* INSTRUCTION *
Write out the records again, exactly, leaving none out.

* DATA SHOWN *
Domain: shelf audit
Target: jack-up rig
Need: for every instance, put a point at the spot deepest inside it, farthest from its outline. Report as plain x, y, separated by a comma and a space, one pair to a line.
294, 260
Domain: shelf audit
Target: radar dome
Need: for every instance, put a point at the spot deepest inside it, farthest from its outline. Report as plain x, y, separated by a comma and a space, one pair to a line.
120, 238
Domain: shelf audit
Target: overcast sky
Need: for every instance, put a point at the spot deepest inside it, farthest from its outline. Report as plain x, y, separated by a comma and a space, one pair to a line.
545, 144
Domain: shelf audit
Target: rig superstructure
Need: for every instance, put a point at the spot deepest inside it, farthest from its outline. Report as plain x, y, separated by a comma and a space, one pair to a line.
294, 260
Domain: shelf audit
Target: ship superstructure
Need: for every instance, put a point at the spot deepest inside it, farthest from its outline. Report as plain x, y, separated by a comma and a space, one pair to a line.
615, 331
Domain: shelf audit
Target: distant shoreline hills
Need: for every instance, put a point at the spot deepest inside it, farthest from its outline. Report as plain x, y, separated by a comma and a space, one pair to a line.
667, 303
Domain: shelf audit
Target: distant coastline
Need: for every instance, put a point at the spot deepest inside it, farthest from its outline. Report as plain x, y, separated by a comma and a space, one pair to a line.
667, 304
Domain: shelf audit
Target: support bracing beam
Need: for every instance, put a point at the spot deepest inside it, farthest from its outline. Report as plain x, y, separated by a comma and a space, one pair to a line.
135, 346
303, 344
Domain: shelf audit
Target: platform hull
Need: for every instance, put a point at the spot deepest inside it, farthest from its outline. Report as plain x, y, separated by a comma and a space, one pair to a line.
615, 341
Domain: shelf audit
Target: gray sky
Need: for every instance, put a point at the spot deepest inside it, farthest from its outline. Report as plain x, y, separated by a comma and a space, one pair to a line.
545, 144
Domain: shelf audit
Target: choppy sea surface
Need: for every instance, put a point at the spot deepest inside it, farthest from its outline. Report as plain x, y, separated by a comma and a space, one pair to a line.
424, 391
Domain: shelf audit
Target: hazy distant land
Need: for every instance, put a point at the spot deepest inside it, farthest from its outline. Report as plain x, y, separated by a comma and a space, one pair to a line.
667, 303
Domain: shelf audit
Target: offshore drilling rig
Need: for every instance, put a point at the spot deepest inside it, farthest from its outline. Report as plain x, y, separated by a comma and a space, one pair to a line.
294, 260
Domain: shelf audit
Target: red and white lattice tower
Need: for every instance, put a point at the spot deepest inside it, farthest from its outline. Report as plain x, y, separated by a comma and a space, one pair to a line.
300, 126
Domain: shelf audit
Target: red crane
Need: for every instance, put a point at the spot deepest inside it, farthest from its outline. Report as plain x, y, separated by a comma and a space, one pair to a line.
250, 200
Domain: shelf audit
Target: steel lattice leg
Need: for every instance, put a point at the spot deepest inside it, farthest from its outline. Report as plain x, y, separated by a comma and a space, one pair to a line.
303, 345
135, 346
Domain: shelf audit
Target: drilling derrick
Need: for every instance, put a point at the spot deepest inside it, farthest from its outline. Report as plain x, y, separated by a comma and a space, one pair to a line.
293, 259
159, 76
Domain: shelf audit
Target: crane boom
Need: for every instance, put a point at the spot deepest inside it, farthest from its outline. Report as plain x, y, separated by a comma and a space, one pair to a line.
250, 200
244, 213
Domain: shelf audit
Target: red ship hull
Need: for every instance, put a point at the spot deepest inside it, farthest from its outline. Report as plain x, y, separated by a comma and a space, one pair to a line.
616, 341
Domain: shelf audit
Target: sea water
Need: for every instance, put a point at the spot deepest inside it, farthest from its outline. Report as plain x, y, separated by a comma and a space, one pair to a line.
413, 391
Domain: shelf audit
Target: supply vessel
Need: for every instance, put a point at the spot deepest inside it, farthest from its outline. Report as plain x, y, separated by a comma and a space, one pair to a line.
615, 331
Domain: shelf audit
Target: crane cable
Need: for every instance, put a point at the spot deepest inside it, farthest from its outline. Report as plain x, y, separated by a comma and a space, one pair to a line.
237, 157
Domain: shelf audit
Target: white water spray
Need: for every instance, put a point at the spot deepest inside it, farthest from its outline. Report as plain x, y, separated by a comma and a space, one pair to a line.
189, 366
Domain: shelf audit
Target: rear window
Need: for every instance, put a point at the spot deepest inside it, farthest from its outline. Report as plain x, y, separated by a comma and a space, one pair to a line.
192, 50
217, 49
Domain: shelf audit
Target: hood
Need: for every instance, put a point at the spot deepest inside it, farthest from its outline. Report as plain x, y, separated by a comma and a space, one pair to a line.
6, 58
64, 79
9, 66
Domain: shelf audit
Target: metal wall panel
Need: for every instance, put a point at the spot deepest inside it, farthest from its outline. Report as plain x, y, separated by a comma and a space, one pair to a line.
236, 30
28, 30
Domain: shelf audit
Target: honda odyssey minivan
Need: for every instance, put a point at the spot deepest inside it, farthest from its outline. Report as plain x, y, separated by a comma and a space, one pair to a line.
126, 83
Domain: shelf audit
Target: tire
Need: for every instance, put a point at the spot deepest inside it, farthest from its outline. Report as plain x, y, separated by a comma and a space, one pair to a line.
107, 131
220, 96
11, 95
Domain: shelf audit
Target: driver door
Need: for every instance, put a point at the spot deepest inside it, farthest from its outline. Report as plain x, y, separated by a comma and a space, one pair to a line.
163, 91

* EXERCISE RESULT *
Domain: shelf audit
Target: jack-up rig
Need: for every instance, put a point at the spot deepest inside it, farthest from its outline. Report as plain x, y, separated by a comma and a space, one pair to a line.
294, 260
Domain: shelf audit
Target: radar dome
Need: for every instance, put a point at the spot deepest inside it, farthest from its outline. Report as plain x, y, separated by a comma and a space, one pair to a line.
120, 238
Domain: shelf audit
Target: overcast sky
Need: for every instance, put a point at the spot deepest inside it, farthest from its outline. Report as plain x, y, separated by a comma and a space, one pair to a line.
545, 144
Domain: shelf audit
Target: rig superstructure
Need: for every instance, put a point at the spot deepest inside it, farthest from its outline. Report as plain x, y, separated by a comma and a space, one pair to a line.
294, 260
Domain: shelf audit
Target: ship superstructure
Need: for every instance, put a point at the spot deepest inside it, farthest from its outline. Report as plain x, y, separated by a comma and a space, one pair to a line.
615, 331
Domain: shelf audit
Target: distant shoreline hills
Need: for every instance, put a point at the spot deepest inside it, farthest from its outline. Report as plain x, y, separated by a comma and a space, one pair to a line.
667, 303
Domain: shelf audit
Target: distant coastline
Need: for every instance, put a point at the spot deepest inside it, farthest from its outline. Report as plain x, y, separated by a comma and a space, one pair to a line.
667, 304
Domain: shelf audit
Target: support bracing beam
Need: for every instance, put a point at the spot deepest inside it, farthest from its outline. Report as plain x, y, separated by a comma and a space, one pair to a line.
135, 346
303, 344
Domain: shelf audit
Target: platform hull
Need: for every instance, put a point at the spot deepest inside it, farthest from its outline. Report as plain x, y, separated by a comma and a space, one pair to a line.
615, 341
Domain: shelf audit
Target: gray sky
Need: for every instance, put a point at the spot deepest inside it, farthest from its outline. Report as plain x, y, separated by a comma and a space, one pair to a line.
545, 144
Domain: shelf audit
Target: choppy sea surface
Need: for every instance, put a point at the spot deepest inside it, farthest from its outline. Report as plain x, y, separated by a comma and a space, one pair to a line.
424, 391
Domain: shelf audit
Target: hazy distant land
Need: for every instance, put a point at the spot deepest inside it, farthest from its outline. Report as plain x, y, separated by a comma and a space, one pair to a line.
667, 303
Domain: shelf audit
Target: offshore drilling rig
Need: for every instance, put a point at the spot deepest inside it, farthest from its outline. Report as plain x, y, separated by a comma and a space, one pair to a line.
294, 260
Domain: shelf audit
Target: red and white lattice tower
Need: for every instance, put a point at the spot deepest inside it, farthest from its outline. Report as plain x, y, separated by a comma and a space, one pair to a line.
300, 126
Domain: shelf audit
Target: red crane
Need: for every instance, put a point at the spot deepest inside it, farthest from its outline. Report as plain x, y, separated by a comma and a space, one pair to a line.
250, 200
Domain: shelf audit
Target: steel lattice leg
Need: for every instance, put a point at the spot deepest inside it, farthest from its outline. Report as plain x, y, separated by a comma and a space, one pair to a line.
303, 345
135, 346
Domain: shelf audit
Target: drilling derrick
Need: for every instance, put a point at the spot deepest inside it, farthest from its outline. Report as plain x, y, separated by a comma and a space, one pair to a line.
293, 259
159, 76
Domain: shelf audit
Target: crane boom
Need: for every instance, put a point at the spot deepest inside it, farthest from its outline. Report as plain x, y, separated by a comma and a space, one pair to a line.
250, 200
244, 213
Domain: shelf audit
Target: red ship hull
Need: for every instance, put a point at the spot deepest inside it, farthest from its outline. Report as plain x, y, separated by a comma and a space, one pair to a line.
616, 341
Domain: shelf audit
Target: sea water
Need: for every instance, put a point at the spot deepest inside it, farthest from its outline. Report as plain x, y, separated by a comma and a space, one pair to a line.
413, 391
Domain: shelf audit
Target: supply vessel
Need: for every instance, put a point at the spot deepest inside it, farthest from its outline. Report as plain x, y, separated by a comma and a space, one pair to a line.
615, 331
Domain: shelf audit
Target: crane cable
Need: for every instance, put a point at the spot deepest inside it, farthest from its outline. Report as plain x, y, separated by a comma and a space, one pair to a line.
237, 157
Domain: shelf audit
Target: white water spray
Need: for every instance, put a point at the spot deepest inside it, farthest from its outline. Report as plain x, y, separated by a comma and a space, one pair to a line.
189, 366
Domain: shelf audit
Target: rear window
Need: for every instance, put a point at the spot deepest inside it, farthest from its outline. Report as plain x, y, separated by a comma and a space, one pair to a line.
192, 50
217, 49
Domain: shelf audit
Target: hood
Need: for every instance, put a point at the spot deepest inside it, farthest from its outline. Report as plain x, y, separated by a comma and a space, one pair to a line.
6, 58
64, 79
9, 66
Domain: shelf audit
Target: metal wall panel
Need: for every instance, put a point at the spot deepest inside it, farthest from its outline. Report as plain x, y, separated by a comma and a space, one pair to a line.
236, 30
28, 30
Domain: shelf audit
Target: honda odyssey minivan
Need: for every instance, put a point at the spot deepest inside it, farthest from its outline. Report as plain x, y, separated by a comma and a space, one pair to a line.
126, 83
Domain: shelf audit
Target: tire
Need: for every instance, put a point at the spot deepest inside it, farthest from its outline. Report as plain x, y, separated by a comma and a space, one pair to a line.
107, 131
220, 96
11, 95
Domain: shelf audit
Target: driver door
Need: for every instance, put a point at the spot deepest inside it, farthest from its outline. Report as plain x, y, separated by a comma and a space, one pair to a line.
163, 91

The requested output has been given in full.